***** RECORDS SHOWN
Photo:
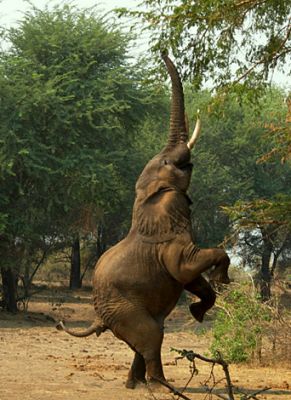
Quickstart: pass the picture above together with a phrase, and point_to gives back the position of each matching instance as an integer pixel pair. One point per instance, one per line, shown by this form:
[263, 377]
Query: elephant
[137, 282]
**********
→ **EXERCISE PROMPT**: Retype the records above line for line, leaving out the pictures.

→ **TASK OUTPUT**:
Photo:
Quickstart: pass the picture above together with a phrase, and point_to gives back the position of each matching instance as an integer pixel pair. One point per instance, one per line, shown by this form:
[263, 377]
Query: elephant
[137, 282]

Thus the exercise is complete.